- _LIST OF TASKS_:
a) In the article on the 9th Circuit's Navy surveillance ruling, retype everything from "According to court documents, Logan" down to "IP address owner.".
b) Render this sentence from the article on the 9th Circuit's Navy surveillance ruling in Spanish: "Logan, according to court documents, checked to see if Dreyer was a member of the armed forces and determined he was not."
c) Carry on the news article about the 9th Circuit's Navy surveillance ruling, starting after its last sentence.

━━ PAGE TEXT ━━

Yes, the U.S. Navy has searched your computer looking for kiddie porn
9th Circuit tosses child-porn evidence, cites Navy snooping http://seattletimes.com/html/l…..n1xml.html
9th Circuit judges say Naval Criminal Investigative Service has routinely probed the computers of civilians in Washington and elsewhere looking for evidence of crimes.
Seattle Times staff reporter
Navy criminal investigators repeatedly and routinely peeked into the computers of private citizens in Washington state and elsewhere, a violation of the law so “massive” and egregious that an appeals court says it has no choice but to throw out the evidence against an Algona man sentenced to 18 years in prison for distribution of child pornography.
The three-judge panel of the U.S. 9th Circuit Court of Appeals, in a decision handed down last week, said the 2012 prosecution of Michael Allan Dreyer by the U.S. Attorney’s Office in Seattle demonstrated Naval Criminal Investigative Service (NCIS) agents “routinely carry out broad surveillance activities that violate” the Posse Comitatus Act, a Reconstruction-era law that prohibits the military from enforcing civilian laws.
The court called the violations “extraordinary” and said evidence presented in Dreyer’s prosecution appears to show that “it has become a routine practice for the Navy to conduct surveillance of all the civilian computers in an entire state to see whether any child pornography can be found on them, and then to turn over that information to civilian law enforcement when no military connection exists.”
That is what happened to Dreyer, now 60, who became the target of an NCIS investigation in 2010 when Agent Steve Logan, who was stationed in Georgia, used a law-enforcement software program called “RoundUp” to troll for child pornography on computers in Washington using a legal file-sharing network called “Gnutella.”
According to court documents, Logan identified a computer sharing suspicious files, downloaded three of them, then got a subpoena for Comcast, which identified Dreyer as the IP address owner.
Logan, according to court documents, checked to see if Dreyer was a member of the armed forces and determined he was not.
Logan then summarized his investigation and forwarded it to the NCIS office in Washington state, which turned it over to the Algona Police Department, according to the documents.
The case was filed by the U.S. Attorney’s Office in federal court, where Dreyer faced up to 40 years in prison due to a prior conviction.
Dreyer was arrested in April 2011 and fought to suppress the evidence, which included explicit videos of adults having sex with preteen boys and girls.
U.S. District Judge Marsha Pechman allowed the videos to be used and Dreyer was convicted of possession and distribution of child pornography after a four-day jury trial in September 2012.
Dreyer — who previously had served 27 months for a federal child-pornography conviction in 2000 — was sentenced to 18 years in prison and a lifetime of supervised release when he gets out.
However, the 9th Circuit judges found the NCIS behavior so outrageous that it “demonstrates the need to deter future violations” and sent Dreyer’s case back to the district court with an order that Pechman exclude the NCIS evidence against him.
Erik Levin, the former federal public defender who represented Dreyer during his trial and appeal, said the ruling likely means he will go free.
The U.S. Attorney’s Office is considering asking the case be reheard by the entire Court of Appeals. U.S. Attorney Jenny Durkan, whose office prosecuted Dreyer and argued the appeal, said Wednesday it is possible the court misunderstood some of the technology the agent was using and the scope of his searches.

━━━
━━ SUPPLIED DATA ━━

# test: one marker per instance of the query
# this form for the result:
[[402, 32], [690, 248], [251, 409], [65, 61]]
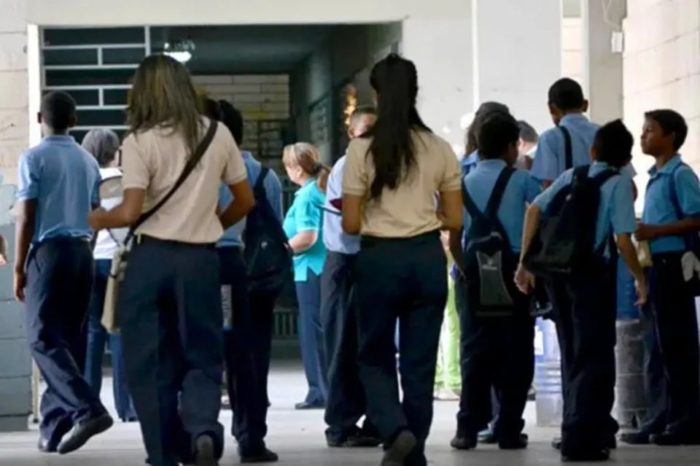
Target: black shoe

━━━

- _ANSWERS TO THE PROBLEMS_:
a)
According to court documents, Logan identified a computer sharing suspicious files, downloaded three of them, then got a subpoena for Comcast, which identified Dreyer as the IP address owner.

b) Logan, según documentos judiciales, comprobó si Dreyer era miembro de las fuerzas armadas y determinó que no lo era.

c)
Durkan said some information in the 9th Circuit’s opinion “is wrong.”
Otherwise, she said she could not comment on pending litigation.
A spokesman for the NCIS declined to comment on the ruling Thursday.
The government, in its appellate briefs, argued Logan was a civilian employee of the NCIS, and that his role in the investigation was peripheral and fell within exceptions to the Posse Comitatus Act.
The panel unanimously, and strongly, disagreed.
Senior 9th Circuit Judge Andrew Kleinfeld found that the case “amounts to the military acting as a national police force to investigate civilian law violations by civilians.”
“There could be no bona fide military purpose to this indiscriminate peeking into civilian computers,” Kleinfeld wrote. “Letting a criminal go free to deter national military investigation of civilians is worth it.”
The judges also excoriated the government for defending the role of the NCIS and its investigation and said the court has warned the Justice Department about it before. This time, the court said, the violation comes with a price to get the government’s attention — Dreyer’s release from prison.
“Such an expansive reading of the military role in the enforcement of civilian laws demonstrates a profound lack of regard for the important limitations on the role of the military in our civilian society,” wrote Judge Marsha Berzon.
Logan, the NCIS agent, had argued he had chosen to scan computers in Washington partly because of the state’s many military bases.
While he initially was only able to identify the suspect’s whereabouts within a 30-mile radius of the IP address he identified, he wrote in a search warrant that the “large [U.S. Navy/Department of Defense] saturation” indicated a “likelihood” the suspect was in the military.
By that logic, Berzon said, Posse Comitatus would be “rendered meaningless.”
“To accept that position would mean that NCIS agents could, for example, routinely stop suspected drunk drivers in downtown Seattle on the off-chance that a driver is a member of the military, and then turn over all information collected about civilians to the Seattle Police Department for prosecution.”
The opinion comes as the reach of government and law enforcement has come under fire after a series of disclosures of domestic surveillance by former National Security Agency systems analyst Edward Snowden.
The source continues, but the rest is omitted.